■ Given instruction
Arrange the listing from the line with "One point marks each instance of the runway" through the line with "x=58, y=176" as a two-column CSV with the headers item and result, one row per item. Put each item and the coordinate lines that follow it in their own quoted fields, with line breaks turned into spaces.

■ Recorded information
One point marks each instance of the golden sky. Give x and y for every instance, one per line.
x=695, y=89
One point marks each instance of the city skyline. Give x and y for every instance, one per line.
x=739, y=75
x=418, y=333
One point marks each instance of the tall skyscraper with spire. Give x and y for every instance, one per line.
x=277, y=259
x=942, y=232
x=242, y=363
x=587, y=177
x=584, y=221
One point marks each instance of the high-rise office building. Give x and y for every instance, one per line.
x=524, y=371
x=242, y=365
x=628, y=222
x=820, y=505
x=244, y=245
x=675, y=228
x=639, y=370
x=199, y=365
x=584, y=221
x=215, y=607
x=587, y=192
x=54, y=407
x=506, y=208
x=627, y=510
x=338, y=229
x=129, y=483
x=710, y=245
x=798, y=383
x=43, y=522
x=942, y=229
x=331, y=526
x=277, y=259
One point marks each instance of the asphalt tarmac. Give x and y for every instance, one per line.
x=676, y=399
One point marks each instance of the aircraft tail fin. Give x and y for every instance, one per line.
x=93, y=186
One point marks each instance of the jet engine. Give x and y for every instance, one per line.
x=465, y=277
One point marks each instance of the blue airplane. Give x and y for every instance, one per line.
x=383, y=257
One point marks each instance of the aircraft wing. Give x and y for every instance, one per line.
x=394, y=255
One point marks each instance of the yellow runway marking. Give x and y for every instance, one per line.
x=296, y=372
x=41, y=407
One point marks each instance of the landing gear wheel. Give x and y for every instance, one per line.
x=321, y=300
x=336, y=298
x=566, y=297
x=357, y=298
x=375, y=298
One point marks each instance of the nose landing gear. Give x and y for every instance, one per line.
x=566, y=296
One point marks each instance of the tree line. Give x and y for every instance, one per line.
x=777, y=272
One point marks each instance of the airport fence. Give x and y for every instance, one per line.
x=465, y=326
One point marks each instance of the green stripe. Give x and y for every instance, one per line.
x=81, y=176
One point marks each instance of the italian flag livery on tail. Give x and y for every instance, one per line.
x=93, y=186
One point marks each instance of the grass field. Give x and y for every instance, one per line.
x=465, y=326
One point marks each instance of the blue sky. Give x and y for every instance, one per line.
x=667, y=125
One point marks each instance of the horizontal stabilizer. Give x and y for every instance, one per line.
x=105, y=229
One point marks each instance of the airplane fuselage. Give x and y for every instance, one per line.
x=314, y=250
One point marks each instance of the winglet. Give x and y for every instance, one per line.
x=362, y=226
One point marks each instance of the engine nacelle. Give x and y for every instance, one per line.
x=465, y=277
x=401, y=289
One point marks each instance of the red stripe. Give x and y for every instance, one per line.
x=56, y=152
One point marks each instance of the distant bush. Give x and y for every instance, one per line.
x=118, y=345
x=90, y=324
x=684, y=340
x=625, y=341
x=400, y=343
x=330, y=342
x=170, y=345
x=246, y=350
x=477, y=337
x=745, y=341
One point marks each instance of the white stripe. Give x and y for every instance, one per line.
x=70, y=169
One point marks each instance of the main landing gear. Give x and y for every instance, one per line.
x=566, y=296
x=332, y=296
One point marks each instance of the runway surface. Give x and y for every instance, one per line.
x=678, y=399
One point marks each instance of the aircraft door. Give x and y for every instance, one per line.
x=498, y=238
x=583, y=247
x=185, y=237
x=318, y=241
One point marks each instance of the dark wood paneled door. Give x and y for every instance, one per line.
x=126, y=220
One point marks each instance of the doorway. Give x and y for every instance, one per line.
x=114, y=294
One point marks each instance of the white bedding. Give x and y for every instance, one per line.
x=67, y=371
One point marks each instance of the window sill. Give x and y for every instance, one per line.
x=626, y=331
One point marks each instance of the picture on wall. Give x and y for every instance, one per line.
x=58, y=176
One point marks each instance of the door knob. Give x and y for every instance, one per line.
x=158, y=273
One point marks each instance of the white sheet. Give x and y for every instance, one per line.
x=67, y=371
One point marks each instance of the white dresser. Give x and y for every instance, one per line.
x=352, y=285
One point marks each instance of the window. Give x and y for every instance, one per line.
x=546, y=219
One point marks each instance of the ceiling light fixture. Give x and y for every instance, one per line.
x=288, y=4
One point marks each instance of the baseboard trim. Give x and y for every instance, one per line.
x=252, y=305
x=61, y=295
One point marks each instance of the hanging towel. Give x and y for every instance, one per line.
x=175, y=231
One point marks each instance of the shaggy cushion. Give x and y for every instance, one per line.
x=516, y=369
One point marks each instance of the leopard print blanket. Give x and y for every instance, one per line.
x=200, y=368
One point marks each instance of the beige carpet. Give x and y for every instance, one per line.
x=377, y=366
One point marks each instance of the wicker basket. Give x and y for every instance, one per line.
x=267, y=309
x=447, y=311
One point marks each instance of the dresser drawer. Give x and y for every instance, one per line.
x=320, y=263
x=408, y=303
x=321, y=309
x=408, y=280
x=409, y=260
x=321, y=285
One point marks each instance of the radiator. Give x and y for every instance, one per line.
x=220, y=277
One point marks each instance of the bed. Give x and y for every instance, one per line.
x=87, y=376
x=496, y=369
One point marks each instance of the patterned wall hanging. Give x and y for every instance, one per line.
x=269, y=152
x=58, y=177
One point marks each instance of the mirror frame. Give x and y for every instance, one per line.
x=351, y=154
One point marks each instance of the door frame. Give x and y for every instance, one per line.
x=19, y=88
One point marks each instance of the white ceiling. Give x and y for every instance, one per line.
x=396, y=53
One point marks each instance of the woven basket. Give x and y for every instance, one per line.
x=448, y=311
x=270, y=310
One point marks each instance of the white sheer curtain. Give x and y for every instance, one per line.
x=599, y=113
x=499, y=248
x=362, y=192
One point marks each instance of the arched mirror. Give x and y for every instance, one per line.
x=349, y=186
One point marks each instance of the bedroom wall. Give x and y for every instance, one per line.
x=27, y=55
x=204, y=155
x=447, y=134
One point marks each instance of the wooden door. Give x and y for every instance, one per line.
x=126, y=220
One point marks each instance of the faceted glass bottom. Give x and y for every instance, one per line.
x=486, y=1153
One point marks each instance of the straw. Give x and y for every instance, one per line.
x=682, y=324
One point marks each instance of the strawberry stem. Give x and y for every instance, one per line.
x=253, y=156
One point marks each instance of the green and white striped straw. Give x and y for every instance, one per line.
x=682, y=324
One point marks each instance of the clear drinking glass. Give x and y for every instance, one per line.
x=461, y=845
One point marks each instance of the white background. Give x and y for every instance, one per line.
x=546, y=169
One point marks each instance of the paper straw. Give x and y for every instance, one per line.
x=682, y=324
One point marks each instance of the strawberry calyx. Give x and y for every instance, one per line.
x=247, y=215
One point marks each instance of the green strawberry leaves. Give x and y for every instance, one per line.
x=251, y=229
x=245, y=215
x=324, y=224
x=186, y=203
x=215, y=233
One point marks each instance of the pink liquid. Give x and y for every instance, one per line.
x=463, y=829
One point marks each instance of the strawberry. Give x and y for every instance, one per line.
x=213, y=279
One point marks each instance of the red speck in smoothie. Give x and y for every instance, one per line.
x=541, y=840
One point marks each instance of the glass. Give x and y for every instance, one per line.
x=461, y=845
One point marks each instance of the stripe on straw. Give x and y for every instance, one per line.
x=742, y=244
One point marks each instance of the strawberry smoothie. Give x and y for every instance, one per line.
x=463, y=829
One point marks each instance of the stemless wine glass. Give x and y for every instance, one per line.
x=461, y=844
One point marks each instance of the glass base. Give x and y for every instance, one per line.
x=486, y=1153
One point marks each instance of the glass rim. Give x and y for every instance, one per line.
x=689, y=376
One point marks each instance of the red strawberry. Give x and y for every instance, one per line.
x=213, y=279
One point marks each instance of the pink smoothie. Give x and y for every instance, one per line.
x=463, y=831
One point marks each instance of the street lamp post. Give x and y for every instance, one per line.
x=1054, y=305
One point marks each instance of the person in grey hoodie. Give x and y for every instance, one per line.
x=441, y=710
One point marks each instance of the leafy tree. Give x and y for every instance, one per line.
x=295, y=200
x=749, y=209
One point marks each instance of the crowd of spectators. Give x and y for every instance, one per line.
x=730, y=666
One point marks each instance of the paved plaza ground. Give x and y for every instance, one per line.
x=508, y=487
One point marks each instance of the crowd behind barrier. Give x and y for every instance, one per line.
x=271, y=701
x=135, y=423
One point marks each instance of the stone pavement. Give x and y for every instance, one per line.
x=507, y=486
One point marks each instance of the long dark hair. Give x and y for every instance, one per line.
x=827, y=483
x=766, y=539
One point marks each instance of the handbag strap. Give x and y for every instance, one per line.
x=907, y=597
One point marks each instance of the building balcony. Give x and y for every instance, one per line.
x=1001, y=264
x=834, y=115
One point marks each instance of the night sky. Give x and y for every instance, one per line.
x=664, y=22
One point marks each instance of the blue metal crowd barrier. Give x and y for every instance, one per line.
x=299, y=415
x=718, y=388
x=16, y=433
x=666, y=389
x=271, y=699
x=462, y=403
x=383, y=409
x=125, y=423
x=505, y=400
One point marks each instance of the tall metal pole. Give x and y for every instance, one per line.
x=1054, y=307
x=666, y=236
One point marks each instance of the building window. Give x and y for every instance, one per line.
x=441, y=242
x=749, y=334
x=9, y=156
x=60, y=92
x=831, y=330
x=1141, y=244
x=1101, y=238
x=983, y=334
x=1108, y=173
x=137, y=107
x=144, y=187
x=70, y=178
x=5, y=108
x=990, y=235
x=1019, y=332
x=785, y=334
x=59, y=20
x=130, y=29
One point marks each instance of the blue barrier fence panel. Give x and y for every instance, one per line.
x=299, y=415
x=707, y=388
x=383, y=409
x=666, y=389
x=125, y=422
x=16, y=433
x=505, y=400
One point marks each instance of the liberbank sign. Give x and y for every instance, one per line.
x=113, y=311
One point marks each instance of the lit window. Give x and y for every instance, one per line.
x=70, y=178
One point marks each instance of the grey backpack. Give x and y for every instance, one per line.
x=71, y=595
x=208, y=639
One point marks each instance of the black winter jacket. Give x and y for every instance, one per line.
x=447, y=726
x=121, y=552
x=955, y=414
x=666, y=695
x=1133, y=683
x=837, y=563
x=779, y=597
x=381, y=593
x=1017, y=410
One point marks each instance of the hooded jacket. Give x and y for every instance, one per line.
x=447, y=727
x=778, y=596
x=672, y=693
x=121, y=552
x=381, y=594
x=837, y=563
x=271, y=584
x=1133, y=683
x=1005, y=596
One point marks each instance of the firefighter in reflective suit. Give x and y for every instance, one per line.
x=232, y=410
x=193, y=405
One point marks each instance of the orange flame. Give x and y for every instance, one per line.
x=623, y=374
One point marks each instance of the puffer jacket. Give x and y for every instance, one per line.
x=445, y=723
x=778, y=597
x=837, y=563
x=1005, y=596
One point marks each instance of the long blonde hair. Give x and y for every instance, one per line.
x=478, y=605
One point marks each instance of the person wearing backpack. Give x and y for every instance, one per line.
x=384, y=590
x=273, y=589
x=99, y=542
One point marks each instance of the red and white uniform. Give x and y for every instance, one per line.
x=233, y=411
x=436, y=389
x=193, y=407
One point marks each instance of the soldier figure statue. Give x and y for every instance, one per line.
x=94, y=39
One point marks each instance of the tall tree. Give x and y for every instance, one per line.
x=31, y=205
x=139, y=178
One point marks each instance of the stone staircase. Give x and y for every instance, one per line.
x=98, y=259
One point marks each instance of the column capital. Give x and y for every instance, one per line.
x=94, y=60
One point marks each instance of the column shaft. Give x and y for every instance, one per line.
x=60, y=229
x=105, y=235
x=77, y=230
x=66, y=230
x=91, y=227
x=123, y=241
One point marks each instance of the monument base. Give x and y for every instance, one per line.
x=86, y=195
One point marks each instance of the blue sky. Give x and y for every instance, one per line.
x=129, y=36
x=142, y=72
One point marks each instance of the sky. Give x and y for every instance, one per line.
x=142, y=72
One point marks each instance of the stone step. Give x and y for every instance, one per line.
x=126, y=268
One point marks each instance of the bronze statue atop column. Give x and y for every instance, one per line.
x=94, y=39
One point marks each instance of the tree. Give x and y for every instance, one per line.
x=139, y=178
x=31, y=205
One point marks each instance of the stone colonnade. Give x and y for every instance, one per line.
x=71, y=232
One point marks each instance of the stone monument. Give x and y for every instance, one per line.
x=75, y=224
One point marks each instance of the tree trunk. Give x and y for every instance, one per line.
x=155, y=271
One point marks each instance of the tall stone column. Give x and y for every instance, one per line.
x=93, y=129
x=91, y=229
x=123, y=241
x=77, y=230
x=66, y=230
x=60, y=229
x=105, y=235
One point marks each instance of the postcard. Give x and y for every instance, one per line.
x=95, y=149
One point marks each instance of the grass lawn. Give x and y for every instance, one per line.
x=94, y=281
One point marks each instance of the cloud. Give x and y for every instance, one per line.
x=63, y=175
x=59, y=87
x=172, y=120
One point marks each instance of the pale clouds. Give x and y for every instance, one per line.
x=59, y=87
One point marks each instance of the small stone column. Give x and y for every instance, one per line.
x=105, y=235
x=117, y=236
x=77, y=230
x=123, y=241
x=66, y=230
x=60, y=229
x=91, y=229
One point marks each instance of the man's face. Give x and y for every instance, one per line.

■ Solution to this task
item,result
"One point marks each instance of the runway surface. Give x and y for every instance, one per line.","x=678, y=399"
"One point marks each instance of the aircraft door. Give x and y for every instance, one per line.","x=498, y=238 x=583, y=247 x=185, y=237 x=318, y=241"
"One point marks each instance of the dark wood paneled door. Give x and y for every instance, one per line.","x=126, y=220"
"One point marks each instance of the doorway. Give x and y for every instance, one per line.","x=114, y=294"
"One point marks each instance of the white bedding. Give x and y for every instance, one per line.","x=67, y=371"
"One point marks each instance of the window sill. Give x and y for every instance, one per line.","x=626, y=331"
"One point marks each instance of the picture on wall. Give x and y for every instance, one per line.","x=58, y=176"